* [INSTRUCTIONS TO FOLLOW] Copy out the data below verbatim, from the line containing "For every instance of the stack" through the line containing "[1108, 419]", both lines included.

======== RECORDS FOR THIS EXERCISE ========

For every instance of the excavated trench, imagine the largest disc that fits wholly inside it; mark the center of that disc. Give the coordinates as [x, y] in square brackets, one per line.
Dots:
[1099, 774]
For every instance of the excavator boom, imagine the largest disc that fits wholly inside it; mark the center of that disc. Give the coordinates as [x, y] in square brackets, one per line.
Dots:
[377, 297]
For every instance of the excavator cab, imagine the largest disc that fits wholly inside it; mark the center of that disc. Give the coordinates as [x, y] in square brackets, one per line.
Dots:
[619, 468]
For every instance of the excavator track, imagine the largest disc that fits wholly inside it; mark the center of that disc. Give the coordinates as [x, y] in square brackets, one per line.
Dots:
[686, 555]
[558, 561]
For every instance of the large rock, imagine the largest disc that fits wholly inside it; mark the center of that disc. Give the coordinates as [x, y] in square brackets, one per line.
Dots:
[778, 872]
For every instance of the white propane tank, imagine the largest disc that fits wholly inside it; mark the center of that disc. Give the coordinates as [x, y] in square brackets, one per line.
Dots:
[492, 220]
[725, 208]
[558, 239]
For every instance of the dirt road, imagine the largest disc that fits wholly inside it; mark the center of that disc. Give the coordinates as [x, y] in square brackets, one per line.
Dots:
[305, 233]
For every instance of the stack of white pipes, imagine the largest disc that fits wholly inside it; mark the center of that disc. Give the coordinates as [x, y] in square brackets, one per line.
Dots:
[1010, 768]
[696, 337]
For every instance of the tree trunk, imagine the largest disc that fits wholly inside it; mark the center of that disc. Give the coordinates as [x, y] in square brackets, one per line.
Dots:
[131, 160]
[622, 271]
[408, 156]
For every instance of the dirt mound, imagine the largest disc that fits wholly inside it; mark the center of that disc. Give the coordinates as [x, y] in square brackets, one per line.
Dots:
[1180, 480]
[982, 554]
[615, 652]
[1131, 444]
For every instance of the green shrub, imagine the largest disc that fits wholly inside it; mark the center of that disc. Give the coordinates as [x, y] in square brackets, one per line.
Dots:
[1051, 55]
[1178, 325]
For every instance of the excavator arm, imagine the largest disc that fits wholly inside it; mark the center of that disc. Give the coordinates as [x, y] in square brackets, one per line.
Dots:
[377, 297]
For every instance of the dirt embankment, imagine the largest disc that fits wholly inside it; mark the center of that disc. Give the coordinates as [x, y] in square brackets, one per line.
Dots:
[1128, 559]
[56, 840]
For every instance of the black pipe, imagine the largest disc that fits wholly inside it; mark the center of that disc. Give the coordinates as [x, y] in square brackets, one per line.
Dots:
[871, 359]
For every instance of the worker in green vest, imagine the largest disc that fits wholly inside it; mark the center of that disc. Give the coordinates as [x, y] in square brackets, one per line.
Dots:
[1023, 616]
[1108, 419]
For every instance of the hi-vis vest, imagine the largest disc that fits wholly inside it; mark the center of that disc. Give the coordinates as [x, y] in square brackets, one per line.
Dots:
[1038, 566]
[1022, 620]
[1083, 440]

========
======== RECORDS FOR THIS EXERCISE ========

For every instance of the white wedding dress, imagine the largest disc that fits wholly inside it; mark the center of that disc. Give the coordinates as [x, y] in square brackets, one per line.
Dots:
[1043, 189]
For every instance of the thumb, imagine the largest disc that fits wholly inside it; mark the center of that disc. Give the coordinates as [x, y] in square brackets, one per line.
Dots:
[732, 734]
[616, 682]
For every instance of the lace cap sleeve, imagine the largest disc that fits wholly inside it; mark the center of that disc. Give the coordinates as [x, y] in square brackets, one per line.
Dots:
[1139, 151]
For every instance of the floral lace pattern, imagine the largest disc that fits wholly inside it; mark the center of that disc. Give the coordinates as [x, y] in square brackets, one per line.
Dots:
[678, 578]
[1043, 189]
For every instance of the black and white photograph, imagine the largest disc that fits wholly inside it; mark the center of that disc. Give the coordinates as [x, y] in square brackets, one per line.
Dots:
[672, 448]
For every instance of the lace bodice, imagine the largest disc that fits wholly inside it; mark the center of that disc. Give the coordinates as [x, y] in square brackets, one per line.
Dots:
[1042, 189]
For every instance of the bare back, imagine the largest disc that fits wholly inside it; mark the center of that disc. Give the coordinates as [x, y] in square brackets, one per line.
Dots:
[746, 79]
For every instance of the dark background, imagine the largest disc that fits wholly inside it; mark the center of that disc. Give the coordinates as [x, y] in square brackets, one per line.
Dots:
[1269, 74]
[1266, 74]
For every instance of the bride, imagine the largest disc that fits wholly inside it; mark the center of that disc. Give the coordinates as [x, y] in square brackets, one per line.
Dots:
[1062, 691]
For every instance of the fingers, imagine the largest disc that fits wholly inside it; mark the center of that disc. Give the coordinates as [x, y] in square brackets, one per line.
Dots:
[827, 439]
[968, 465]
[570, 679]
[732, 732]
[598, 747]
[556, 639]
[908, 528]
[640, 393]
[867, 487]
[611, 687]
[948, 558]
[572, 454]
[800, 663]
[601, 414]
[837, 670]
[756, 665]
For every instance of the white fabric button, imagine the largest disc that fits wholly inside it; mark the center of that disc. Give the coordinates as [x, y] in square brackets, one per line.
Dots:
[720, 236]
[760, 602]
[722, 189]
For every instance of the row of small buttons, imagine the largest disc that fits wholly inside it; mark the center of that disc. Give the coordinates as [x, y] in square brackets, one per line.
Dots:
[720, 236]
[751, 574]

========

* [SOLUTION BELOW]
For every instance of the stack of white pipes, imagine the largest disc that fits wholly inside it; mark the center of that disc. Give the coordinates as [x, y] in square brackets, one per line.
Dots:
[1010, 768]
[696, 337]
For every instance of the tree trunk, imagine the largest disc that fits wholly inside it; mark the center of that disc. Give the coordinates as [x, y] in square brackets, one per line.
Dots:
[131, 160]
[622, 271]
[408, 156]
For every instance of the dirt mound, imagine the largest disc that fits wholly inside it; mark the center of that disc. Give the coordinates as [x, y] in square brackets, one per line.
Dots:
[1180, 480]
[982, 554]
[615, 652]
[1131, 444]
For every instance of the green shrub, imagine the largest disc that fits wholly inside it; mark the center of that disc. Give the coordinates as [x, y] in square brackets, one per line.
Dots:
[1051, 55]
[1178, 325]
For every instance of the excavator arm, imagine the largest disc that fits wholly inside it; mark the center of that disc. Give the coordinates as [x, y] in square brackets, one per line.
Dots:
[377, 297]
For every instance of the dirt embankment, imagine the largest disc that fits wholly inside it; mark the center of that disc. Give the coordinates as [x, y] in square brackets, one per line.
Dots:
[1128, 559]
[56, 840]
For every instance of the black pipe, imagine the largest disc that fits wholly inside it; mark the center of that disc. Give the coordinates as [x, y] in square brackets, one per line.
Dots:
[871, 359]
For every instance of the worker in green vest, imagine the largest disc that fits wholly inside it; mark the center of that disc. Give the coordinates as [x, y] in square brackets, one per line.
Dots:
[1023, 616]
[1108, 419]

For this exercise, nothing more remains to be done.